- [Given exercise]
Format everything from the beginning of the listing down through the line containing "[[[5,102],[16,101],[21,98],[18,92],[10,90],[0,90],[0,104]]]" as a numbered list, omitting any blank lines.

- [Records shown]
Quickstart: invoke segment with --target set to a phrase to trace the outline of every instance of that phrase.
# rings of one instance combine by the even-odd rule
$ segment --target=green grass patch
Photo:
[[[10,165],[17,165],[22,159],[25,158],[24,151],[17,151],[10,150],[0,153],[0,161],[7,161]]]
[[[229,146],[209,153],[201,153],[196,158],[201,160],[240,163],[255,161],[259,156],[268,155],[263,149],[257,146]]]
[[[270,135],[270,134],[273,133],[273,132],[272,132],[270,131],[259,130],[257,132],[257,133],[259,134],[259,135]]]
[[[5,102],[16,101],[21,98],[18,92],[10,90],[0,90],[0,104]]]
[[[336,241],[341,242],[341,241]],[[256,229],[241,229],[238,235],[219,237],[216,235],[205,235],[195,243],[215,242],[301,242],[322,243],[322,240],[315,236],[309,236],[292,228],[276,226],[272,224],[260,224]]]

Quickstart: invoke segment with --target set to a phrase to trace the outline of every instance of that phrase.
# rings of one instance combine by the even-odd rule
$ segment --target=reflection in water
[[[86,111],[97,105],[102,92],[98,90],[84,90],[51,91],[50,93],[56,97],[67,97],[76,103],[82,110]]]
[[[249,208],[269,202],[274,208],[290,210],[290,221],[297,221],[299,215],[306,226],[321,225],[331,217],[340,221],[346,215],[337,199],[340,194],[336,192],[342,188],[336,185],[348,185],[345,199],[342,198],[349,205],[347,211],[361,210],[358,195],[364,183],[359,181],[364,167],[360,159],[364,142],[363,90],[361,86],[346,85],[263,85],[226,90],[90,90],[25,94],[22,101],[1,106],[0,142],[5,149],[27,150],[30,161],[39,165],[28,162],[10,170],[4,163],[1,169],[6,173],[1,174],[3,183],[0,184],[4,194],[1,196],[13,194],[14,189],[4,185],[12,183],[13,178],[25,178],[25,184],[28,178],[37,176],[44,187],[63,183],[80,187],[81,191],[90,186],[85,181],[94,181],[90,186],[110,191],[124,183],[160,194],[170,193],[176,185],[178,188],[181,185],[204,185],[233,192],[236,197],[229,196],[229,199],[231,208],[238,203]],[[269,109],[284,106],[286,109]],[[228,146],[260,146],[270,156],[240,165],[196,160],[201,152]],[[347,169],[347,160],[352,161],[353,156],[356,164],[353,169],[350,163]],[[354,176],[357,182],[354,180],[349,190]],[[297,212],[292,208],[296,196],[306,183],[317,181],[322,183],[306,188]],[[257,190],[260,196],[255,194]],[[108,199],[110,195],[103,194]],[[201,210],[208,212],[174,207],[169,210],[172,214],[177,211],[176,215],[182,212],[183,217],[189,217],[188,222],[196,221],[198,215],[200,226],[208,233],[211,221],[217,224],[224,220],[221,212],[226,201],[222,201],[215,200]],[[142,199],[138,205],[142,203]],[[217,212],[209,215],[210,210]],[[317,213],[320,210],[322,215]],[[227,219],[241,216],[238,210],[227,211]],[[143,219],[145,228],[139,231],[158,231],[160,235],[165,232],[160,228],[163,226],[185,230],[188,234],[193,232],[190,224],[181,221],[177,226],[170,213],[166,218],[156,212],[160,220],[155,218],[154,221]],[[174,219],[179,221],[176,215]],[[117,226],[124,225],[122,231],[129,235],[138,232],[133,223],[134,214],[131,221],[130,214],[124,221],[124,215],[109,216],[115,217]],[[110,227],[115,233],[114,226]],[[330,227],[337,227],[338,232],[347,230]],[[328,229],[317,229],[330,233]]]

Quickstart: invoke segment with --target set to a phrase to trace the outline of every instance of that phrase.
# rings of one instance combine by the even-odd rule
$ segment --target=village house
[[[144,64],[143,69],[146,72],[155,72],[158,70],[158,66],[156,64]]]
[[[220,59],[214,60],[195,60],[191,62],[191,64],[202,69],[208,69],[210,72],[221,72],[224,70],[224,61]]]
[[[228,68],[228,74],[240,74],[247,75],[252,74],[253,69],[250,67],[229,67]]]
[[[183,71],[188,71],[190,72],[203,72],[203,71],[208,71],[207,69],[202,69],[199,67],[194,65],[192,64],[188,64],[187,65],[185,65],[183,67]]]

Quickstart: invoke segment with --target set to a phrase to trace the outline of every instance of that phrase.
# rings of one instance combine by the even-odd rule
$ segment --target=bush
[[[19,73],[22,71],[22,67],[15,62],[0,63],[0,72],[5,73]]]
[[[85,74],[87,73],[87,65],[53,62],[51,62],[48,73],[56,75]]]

- [Response below]
1. Quickstart: invoke segment with --target set to a phrase to trace the outline of every instance of that phrase.
2. # rings of one instance combine by the even-odd rule
3. $ segment --target=green grass patch
4. Photo:
5. [[[10,165],[17,165],[22,159],[25,158],[24,151],[17,151],[10,150],[0,153],[0,161],[7,161]]]
6. [[[229,146],[209,153],[201,153],[196,158],[201,160],[240,163],[255,161],[259,156],[268,155],[263,149],[257,146]]]
7. [[[270,135],[270,134],[273,133],[273,132],[272,132],[270,131],[259,130],[257,132],[257,133],[259,134],[259,135]]]
8. [[[5,102],[16,101],[21,98],[18,92],[10,90],[0,90],[0,104]]]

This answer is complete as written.